## Exercise directions
Can you repeat every one of the lines below word for word, without changing anything?

## Material provided
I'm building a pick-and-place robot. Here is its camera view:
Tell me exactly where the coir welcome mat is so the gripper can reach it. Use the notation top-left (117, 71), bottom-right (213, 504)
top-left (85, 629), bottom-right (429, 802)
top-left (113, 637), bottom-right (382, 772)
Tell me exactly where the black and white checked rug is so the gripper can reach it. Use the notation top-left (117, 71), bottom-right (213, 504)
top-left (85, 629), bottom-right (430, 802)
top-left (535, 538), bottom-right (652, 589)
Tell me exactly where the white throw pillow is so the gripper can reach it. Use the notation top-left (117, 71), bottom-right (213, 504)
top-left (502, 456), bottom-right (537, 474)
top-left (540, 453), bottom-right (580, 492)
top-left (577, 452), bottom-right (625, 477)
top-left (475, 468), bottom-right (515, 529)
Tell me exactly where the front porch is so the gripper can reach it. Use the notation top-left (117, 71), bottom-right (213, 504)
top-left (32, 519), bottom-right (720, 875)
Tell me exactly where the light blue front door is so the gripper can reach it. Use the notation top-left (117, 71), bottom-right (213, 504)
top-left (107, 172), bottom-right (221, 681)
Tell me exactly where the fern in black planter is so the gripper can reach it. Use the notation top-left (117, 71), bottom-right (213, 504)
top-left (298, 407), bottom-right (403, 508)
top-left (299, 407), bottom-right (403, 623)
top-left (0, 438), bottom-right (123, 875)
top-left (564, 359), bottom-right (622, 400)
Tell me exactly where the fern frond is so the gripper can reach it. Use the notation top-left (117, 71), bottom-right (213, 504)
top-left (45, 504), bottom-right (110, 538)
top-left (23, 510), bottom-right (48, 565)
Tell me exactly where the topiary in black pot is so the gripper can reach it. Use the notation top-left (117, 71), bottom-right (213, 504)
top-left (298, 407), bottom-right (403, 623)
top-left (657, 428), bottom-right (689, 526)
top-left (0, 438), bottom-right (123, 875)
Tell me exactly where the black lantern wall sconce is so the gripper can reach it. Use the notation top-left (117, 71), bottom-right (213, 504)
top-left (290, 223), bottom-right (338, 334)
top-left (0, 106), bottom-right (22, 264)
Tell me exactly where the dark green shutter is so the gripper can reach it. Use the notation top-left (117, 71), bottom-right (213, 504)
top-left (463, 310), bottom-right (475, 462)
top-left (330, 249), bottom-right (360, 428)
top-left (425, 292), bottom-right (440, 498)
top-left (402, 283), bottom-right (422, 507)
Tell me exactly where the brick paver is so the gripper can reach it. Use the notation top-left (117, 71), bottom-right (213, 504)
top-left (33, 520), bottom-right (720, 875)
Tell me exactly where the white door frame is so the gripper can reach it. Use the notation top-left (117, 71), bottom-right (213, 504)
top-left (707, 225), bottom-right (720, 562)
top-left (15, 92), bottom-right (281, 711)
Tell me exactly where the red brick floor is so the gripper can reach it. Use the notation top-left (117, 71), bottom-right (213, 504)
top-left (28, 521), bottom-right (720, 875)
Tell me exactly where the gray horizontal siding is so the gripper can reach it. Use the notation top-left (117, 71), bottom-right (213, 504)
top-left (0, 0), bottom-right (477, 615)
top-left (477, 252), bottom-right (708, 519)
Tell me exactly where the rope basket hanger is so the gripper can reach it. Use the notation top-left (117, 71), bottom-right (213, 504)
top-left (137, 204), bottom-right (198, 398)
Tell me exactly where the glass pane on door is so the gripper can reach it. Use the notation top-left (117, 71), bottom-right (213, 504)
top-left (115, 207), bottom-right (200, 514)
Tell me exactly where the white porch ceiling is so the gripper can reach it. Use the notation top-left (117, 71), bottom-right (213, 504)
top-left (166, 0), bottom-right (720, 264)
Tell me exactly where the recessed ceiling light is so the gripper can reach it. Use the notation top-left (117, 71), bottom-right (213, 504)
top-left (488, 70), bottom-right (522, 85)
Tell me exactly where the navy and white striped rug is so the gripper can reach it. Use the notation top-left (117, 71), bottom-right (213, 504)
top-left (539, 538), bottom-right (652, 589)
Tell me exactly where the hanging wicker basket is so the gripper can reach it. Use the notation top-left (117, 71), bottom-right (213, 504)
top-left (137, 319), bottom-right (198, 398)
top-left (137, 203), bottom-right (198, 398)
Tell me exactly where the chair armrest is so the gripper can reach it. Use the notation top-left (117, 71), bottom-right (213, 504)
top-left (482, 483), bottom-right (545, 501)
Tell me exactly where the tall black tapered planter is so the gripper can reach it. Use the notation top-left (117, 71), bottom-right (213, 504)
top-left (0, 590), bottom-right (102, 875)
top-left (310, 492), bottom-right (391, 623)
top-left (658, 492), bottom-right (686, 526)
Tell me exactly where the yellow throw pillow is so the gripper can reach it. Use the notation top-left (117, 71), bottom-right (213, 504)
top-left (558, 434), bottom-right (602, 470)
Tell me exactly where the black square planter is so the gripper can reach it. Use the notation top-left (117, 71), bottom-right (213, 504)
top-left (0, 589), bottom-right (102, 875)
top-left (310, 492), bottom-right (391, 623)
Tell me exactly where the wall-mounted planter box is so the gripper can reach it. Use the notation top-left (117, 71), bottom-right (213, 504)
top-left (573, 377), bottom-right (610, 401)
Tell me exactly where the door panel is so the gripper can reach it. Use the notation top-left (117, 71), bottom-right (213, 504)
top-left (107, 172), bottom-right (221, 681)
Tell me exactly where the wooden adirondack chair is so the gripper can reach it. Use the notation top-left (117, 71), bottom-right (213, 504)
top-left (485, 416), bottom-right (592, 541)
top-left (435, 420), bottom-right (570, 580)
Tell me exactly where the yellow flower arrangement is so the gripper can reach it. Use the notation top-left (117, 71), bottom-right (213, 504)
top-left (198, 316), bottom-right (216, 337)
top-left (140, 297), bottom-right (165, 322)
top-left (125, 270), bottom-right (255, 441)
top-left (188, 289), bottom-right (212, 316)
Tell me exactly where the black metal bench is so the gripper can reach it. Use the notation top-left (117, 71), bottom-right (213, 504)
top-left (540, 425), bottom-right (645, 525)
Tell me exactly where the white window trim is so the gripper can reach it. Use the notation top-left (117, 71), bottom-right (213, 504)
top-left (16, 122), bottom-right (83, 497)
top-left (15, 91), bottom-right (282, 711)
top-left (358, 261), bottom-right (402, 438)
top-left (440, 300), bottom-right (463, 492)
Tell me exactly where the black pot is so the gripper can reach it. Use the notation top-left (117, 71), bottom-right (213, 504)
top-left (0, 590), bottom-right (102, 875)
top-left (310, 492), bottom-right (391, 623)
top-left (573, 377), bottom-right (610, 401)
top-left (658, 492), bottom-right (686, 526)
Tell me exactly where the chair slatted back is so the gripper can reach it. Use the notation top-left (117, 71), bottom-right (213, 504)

## Solution for this task
I'm building a pick-and-place robot. Here is its camera view:
Tell me exactly where the coir welcome mat is so the gripper can reach it. Use the notation top-left (117, 71), bottom-right (213, 504)
top-left (85, 629), bottom-right (429, 802)
top-left (113, 637), bottom-right (382, 772)
Tell me exactly where the black and white checked rug is so the gripper can reach it. Use the notation top-left (117, 71), bottom-right (213, 504)
top-left (85, 629), bottom-right (430, 802)
top-left (535, 538), bottom-right (652, 589)
Tell me exactly where the white throw pillow is so the gripper can reach it. Use the notation top-left (117, 71), bottom-right (213, 504)
top-left (502, 456), bottom-right (537, 474)
top-left (540, 453), bottom-right (580, 492)
top-left (577, 452), bottom-right (625, 477)
top-left (475, 468), bottom-right (515, 529)
Tell me exactly where the front porch is so the gripper can reach it. Use the notation top-left (117, 71), bottom-right (213, 504)
top-left (32, 519), bottom-right (720, 875)
Tell me exactly where the light blue front door is so the gripper can reach it. Use the notation top-left (117, 71), bottom-right (213, 504)
top-left (107, 172), bottom-right (221, 681)
Tell me exactly where the fern in black planter is so the gripper can reach it. Use the notation top-left (117, 71), bottom-right (213, 504)
top-left (298, 407), bottom-right (403, 508)
top-left (299, 407), bottom-right (403, 623)
top-left (0, 438), bottom-right (123, 875)
top-left (564, 359), bottom-right (622, 400)
Tell me exactly where the fern frond is so the gripper can reach it. Use the notation top-left (117, 71), bottom-right (213, 504)
top-left (45, 504), bottom-right (110, 538)
top-left (23, 510), bottom-right (48, 565)
Tell me exactly where the topiary in black pot is so the gripper can reach it. Use the notation top-left (117, 71), bottom-right (213, 504)
top-left (298, 407), bottom-right (403, 623)
top-left (657, 428), bottom-right (689, 526)
top-left (0, 438), bottom-right (123, 875)
Tell me exactly where the black lantern wall sconce is so the gripper can reach it. Use the notation top-left (117, 71), bottom-right (213, 504)
top-left (290, 223), bottom-right (338, 334)
top-left (0, 106), bottom-right (22, 264)
Tell me exactly where the dark green shutter is so the gripper can reach it. Use the notation top-left (117, 71), bottom-right (213, 504)
top-left (463, 310), bottom-right (475, 462)
top-left (330, 249), bottom-right (360, 428)
top-left (425, 292), bottom-right (440, 498)
top-left (402, 283), bottom-right (422, 507)
Tell me exactly where the brick paver is so the gripper can reach it. Use the notation top-left (117, 71), bottom-right (213, 504)
top-left (33, 520), bottom-right (720, 875)
Tell me exactly where the white door frame is so the gripper can reach it. Use the notation top-left (117, 71), bottom-right (213, 504)
top-left (707, 225), bottom-right (720, 562)
top-left (15, 92), bottom-right (281, 711)
Tell me exactly where the red brick floor is so the gripper can reach it. Use the notation top-left (117, 71), bottom-right (213, 504)
top-left (28, 521), bottom-right (720, 875)
Tell me exactly where the gray horizontal siding is so the gripper can reach it. Use the notation top-left (117, 71), bottom-right (213, 504)
top-left (0, 0), bottom-right (477, 615)
top-left (477, 252), bottom-right (708, 519)
Tell me exactly where the rope basket hanger is so the gripper can reach it. Use the notation top-left (117, 71), bottom-right (213, 504)
top-left (137, 204), bottom-right (198, 398)
Tell me exactly where the glass pane on door is so the gripper can reach it. Use the notation top-left (117, 71), bottom-right (213, 504)
top-left (115, 207), bottom-right (200, 514)
Tell me exactly where the white porch ceiling is so the gripper can reach it. Use the notation top-left (117, 71), bottom-right (213, 504)
top-left (166, 0), bottom-right (720, 264)
Tell me exactly where the recessed ceiling light is so the gripper can reach it. Use the notation top-left (117, 71), bottom-right (213, 504)
top-left (488, 70), bottom-right (522, 85)
Tell me exactly where the navy and white striped rug is so the gripper can reach it. Use the notation top-left (117, 71), bottom-right (213, 504)
top-left (539, 538), bottom-right (652, 589)
Tell me exactly where the hanging wicker basket is so the gripper can reach it. Use the notation top-left (117, 71), bottom-right (213, 504)
top-left (137, 319), bottom-right (198, 398)
top-left (137, 203), bottom-right (198, 398)
Tell me exactly where the chair armrest is so the gripper can reach it. Use the notation top-left (117, 71), bottom-right (213, 504)
top-left (482, 483), bottom-right (545, 501)
Tell me exactly where the tall black tapered planter is so the gripper can reach it. Use the notation top-left (117, 71), bottom-right (213, 504)
top-left (0, 590), bottom-right (102, 875)
top-left (310, 492), bottom-right (391, 623)
top-left (658, 492), bottom-right (686, 526)
Tell me exactly where the yellow throw pillow is so the gripper can reach it. Use the notation top-left (117, 71), bottom-right (213, 504)
top-left (558, 434), bottom-right (602, 470)
Tell me exactly where the black square planter is so the gripper can reach it. Use the notation top-left (117, 71), bottom-right (213, 504)
top-left (0, 589), bottom-right (102, 875)
top-left (310, 492), bottom-right (391, 623)
Tell me exactly where the wall-mounted planter box is so the gripper can reach it. Use the notation top-left (117, 71), bottom-right (213, 504)
top-left (573, 377), bottom-right (610, 401)
Tell me exactly where the door panel is so the gripper can reach it. Use the notation top-left (117, 71), bottom-right (213, 504)
top-left (107, 172), bottom-right (221, 681)
Tell me exactly where the wooden adirondack chair is so the gripper can reach it. Use the notation top-left (117, 71), bottom-right (213, 504)
top-left (485, 416), bottom-right (592, 541)
top-left (435, 420), bottom-right (570, 580)
Tell me exactly where the yellow flower arrangement is so the gripper can reach it. Use the notation top-left (117, 71), bottom-right (213, 504)
top-left (198, 316), bottom-right (216, 337)
top-left (140, 297), bottom-right (165, 322)
top-left (125, 270), bottom-right (255, 441)
top-left (188, 289), bottom-right (212, 316)
Tell me exactly where the black metal bench is so the gripper can reach it. Use the notation top-left (117, 71), bottom-right (213, 504)
top-left (540, 425), bottom-right (645, 525)
Tell me exactly where the white window trim is so the gripper can reach it. Use the notation top-left (117, 71), bottom-right (213, 504)
top-left (16, 122), bottom-right (83, 497)
top-left (15, 91), bottom-right (282, 711)
top-left (358, 261), bottom-right (402, 438)
top-left (440, 300), bottom-right (463, 492)
Tell me exactly where the black pot is so the gripper can reach it. Use the notation top-left (117, 71), bottom-right (213, 504)
top-left (0, 590), bottom-right (102, 875)
top-left (310, 492), bottom-right (391, 623)
top-left (573, 377), bottom-right (610, 401)
top-left (658, 492), bottom-right (686, 526)
Tell me exactly where the chair slatted back is so the gripper can reach it. Use the notation top-left (117, 71), bottom-right (213, 504)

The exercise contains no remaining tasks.